> **AVAILABLE DATA**:

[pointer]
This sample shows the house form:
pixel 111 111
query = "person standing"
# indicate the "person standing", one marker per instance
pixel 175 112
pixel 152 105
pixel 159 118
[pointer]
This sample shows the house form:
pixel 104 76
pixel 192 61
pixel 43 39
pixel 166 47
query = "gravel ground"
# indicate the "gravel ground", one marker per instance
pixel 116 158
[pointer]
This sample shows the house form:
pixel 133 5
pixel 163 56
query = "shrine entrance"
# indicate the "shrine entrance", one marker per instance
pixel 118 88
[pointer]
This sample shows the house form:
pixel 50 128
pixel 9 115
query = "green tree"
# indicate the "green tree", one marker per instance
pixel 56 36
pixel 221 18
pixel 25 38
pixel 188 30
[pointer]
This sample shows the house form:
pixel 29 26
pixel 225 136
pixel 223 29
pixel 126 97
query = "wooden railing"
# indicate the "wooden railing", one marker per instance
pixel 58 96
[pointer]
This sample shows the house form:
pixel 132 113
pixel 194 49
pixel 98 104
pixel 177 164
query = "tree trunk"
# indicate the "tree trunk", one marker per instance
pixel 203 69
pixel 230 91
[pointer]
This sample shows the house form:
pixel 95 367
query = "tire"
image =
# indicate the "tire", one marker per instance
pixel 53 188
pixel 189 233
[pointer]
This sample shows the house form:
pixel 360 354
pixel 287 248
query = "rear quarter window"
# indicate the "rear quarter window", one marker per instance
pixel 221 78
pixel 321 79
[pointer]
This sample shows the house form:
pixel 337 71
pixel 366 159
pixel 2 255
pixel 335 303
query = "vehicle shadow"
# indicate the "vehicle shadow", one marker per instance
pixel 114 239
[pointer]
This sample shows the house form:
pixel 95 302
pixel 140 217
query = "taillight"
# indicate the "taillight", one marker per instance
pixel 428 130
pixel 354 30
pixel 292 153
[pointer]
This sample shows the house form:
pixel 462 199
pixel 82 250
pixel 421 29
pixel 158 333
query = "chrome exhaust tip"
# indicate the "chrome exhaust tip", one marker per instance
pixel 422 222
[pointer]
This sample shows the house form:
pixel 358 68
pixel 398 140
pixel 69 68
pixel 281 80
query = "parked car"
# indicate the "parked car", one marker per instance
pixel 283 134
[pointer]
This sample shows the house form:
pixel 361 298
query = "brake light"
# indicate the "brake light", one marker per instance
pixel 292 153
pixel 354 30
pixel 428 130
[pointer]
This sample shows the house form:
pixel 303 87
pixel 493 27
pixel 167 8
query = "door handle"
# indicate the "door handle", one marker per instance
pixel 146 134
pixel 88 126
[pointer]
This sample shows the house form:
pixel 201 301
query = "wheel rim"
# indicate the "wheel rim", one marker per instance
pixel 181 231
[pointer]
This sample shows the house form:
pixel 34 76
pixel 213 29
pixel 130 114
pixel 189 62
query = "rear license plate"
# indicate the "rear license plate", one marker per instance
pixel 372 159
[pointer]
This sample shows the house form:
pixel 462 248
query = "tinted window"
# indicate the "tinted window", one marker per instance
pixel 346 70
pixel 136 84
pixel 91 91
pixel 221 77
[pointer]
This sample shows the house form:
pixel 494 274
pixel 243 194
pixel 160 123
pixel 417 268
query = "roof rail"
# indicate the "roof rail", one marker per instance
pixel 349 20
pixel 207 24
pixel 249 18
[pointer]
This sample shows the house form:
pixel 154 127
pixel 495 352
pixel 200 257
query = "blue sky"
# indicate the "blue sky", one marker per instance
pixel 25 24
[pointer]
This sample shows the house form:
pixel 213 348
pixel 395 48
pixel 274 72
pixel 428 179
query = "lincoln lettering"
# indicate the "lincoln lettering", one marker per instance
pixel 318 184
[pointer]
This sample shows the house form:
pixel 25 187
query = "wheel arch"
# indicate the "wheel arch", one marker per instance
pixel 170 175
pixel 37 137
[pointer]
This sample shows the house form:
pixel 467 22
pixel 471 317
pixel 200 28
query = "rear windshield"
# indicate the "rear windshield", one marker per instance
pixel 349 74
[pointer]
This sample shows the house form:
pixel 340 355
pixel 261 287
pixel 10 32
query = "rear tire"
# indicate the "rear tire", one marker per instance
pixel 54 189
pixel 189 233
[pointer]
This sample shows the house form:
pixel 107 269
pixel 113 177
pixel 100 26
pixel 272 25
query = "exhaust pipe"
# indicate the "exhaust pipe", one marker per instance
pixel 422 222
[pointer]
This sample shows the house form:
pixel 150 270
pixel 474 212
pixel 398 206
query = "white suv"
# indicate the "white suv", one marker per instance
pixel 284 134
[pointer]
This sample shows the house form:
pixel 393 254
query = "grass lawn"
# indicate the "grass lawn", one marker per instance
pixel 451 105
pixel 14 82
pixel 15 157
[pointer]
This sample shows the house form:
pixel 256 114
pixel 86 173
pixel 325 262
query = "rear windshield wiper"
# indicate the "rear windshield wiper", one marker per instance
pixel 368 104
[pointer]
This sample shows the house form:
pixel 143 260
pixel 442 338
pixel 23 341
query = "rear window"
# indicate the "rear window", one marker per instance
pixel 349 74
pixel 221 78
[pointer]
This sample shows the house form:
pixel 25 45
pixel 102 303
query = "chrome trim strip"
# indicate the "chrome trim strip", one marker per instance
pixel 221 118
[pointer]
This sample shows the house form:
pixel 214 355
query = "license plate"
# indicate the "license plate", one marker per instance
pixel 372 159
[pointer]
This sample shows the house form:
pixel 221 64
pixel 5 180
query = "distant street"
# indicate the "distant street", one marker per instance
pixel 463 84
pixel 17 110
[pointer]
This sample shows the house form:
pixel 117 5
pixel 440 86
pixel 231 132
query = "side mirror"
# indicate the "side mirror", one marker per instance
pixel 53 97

> **TASK TO COMPLETE**: Using the listing above, print every entry exactly.

> **EXERCISE RESPONSE**:
[pointer]
This sample shows the house form:
pixel 111 111
query = "person standing"
# indicate the "person standing", one marker per instance
pixel 175 112
pixel 152 105
pixel 159 118
[pointer]
This sample shows the house form:
pixel 104 76
pixel 192 61
pixel 43 39
pixel 166 47
query = "gravel ground"
# indicate the "gravel ground", one marker per instance
pixel 116 158
[pointer]
This sample shows the house form:
pixel 133 5
pixel 163 56
query = "shrine entrance"
# indicate the "shrine entrance", one marker per instance
pixel 118 88
[pointer]
This sample shows the house form:
pixel 50 128
pixel 9 115
query = "green tree"
# indicate the "green tree", one marker per instance
pixel 56 36
pixel 221 18
pixel 25 38
pixel 188 30
[pointer]
This sample shows the house form:
pixel 29 26
pixel 225 136
pixel 223 29
pixel 126 97
query = "wooden railing"
# indicate the "wooden railing", one marker per instance
pixel 58 96
[pointer]
This sample shows the house form:
pixel 132 113
pixel 194 49
pixel 98 104
pixel 177 164
query = "tree trunk"
# indicate the "tree trunk", one marker per instance
pixel 203 69
pixel 230 91
[pointer]
This sample shows the house form:
pixel 95 367
query = "tire"
image =
# indicate the "tire", one marker per instance
pixel 53 188
pixel 189 233
[pointer]
This sample shows the house form:
pixel 360 354
pixel 287 248
query = "rear quarter window"
# indicate the "rear quarter window", one marker per instance
pixel 221 78
pixel 321 79
[pointer]
This sample shows the house form:
pixel 337 71
pixel 366 159
pixel 2 255
pixel 335 303
query = "vehicle shadow"
# indicate the "vehicle shadow", one marker per instance
pixel 114 239
[pointer]
This sample shows the house form:
pixel 95 302
pixel 140 217
query = "taillight"
# indicate the "taillight", one marker per instance
pixel 428 130
pixel 354 30
pixel 292 153
[pointer]
This sample shows the house form:
pixel 462 199
pixel 82 250
pixel 421 29
pixel 158 333
query = "chrome exhaust tip"
# indicate the "chrome exhaust tip", one marker per instance
pixel 422 222
[pointer]
This sample shows the house form:
pixel 358 68
pixel 398 140
pixel 69 68
pixel 281 80
query = "parked car"
# indicate the "parked car", one marker per instance
pixel 283 134
[pointer]
This sample shows the house form:
pixel 361 298
query = "brake light"
# indicate the "brake light", one marker per instance
pixel 292 153
pixel 354 30
pixel 428 130
[pointer]
This sample shows the house form:
pixel 303 87
pixel 493 27
pixel 167 8
query = "door handle"
# indicate the "door handle", one marker per instance
pixel 146 134
pixel 88 126
[pointer]
This sample shows the house form:
pixel 201 301
query = "wheel rim"
# indicate the "wheel rim", one marker per instance
pixel 181 231
[pointer]
This sample shows the house form:
pixel 34 76
pixel 213 29
pixel 130 114
pixel 189 62
query = "rear license plate"
# indicate the "rear license plate", one marker per instance
pixel 372 159
[pointer]
This sample shows the house form:
pixel 462 248
query = "tinted window"
# indicate the "tinted window", one marker per instance
pixel 346 70
pixel 136 84
pixel 91 91
pixel 221 77
[pointer]
This sample shows the house form:
pixel 494 274
pixel 243 194
pixel 160 123
pixel 417 268
query = "roof rail"
# indicate the "roof rail", one marker per instance
pixel 349 20
pixel 207 24
pixel 249 18
[pointer]
This sample shows the house form:
pixel 154 127
pixel 495 352
pixel 200 257
query = "blue sky"
# indicate the "blue sky", one marker per instance
pixel 25 24
[pointer]
This sample shows the house form:
pixel 213 348
pixel 395 48
pixel 274 72
pixel 428 179
query = "lincoln lettering"
# indicate the "lincoln lettering", one marker per instance
pixel 318 184
[pointer]
This sample shows the house form:
pixel 25 187
query = "wheel arch"
# indicate the "wheel arch", one marker per instance
pixel 170 175
pixel 37 137
[pointer]
This sample shows the house form:
pixel 467 22
pixel 471 317
pixel 200 28
query = "rear windshield"
# indicate the "rear windshield", one marker per instance
pixel 349 74
[pointer]
This sample shows the house form:
pixel 340 355
pixel 261 287
pixel 10 32
query = "rear tire"
# indicate the "rear tire", one marker per instance
pixel 54 189
pixel 189 233
[pointer]
This sample shows the house form:
pixel 107 269
pixel 113 177
pixel 100 26
pixel 272 25
query = "exhaust pipe"
# indicate the "exhaust pipe", one marker per instance
pixel 422 222
[pointer]
This sample shows the house form:
pixel 150 270
pixel 474 212
pixel 398 206
query = "white suv"
# indicate the "white suv", one marker per instance
pixel 284 134
[pointer]
This sample shows the house form:
pixel 393 254
query = "grass lawn"
# indicate the "grass lawn", one marker per instance
pixel 451 105
pixel 14 82
pixel 15 157
[pointer]
This sample shows the house form:
pixel 256 114
pixel 86 173
pixel 325 262
query = "rear windshield wiper"
# indicate the "rear windshield wiper", one marker per instance
pixel 368 104
[pointer]
This sample shows the house form:
pixel 143 260
pixel 442 338
pixel 23 341
query = "rear window"
# indicate the "rear window", one marker per instance
pixel 349 74
pixel 221 78
[pointer]
This sample shows the house form:
pixel 25 45
pixel 102 303
query = "chrome trim strip"
# indicate the "chrome trim strip", one marker per instance
pixel 221 118
[pointer]
This sample shows the house form:
pixel 214 355
query = "license plate"
# indicate the "license plate", one marker per instance
pixel 372 159
[pointer]
This sample shows the house form:
pixel 221 64
pixel 5 180
query = "distant street"
# indicate the "distant street", one marker per instance
pixel 463 84
pixel 17 110
[pointer]
This sample shows the house form:
pixel 117 5
pixel 440 86
pixel 231 132
query = "side mirror"
# indicate the "side mirror", one marker per instance
pixel 53 97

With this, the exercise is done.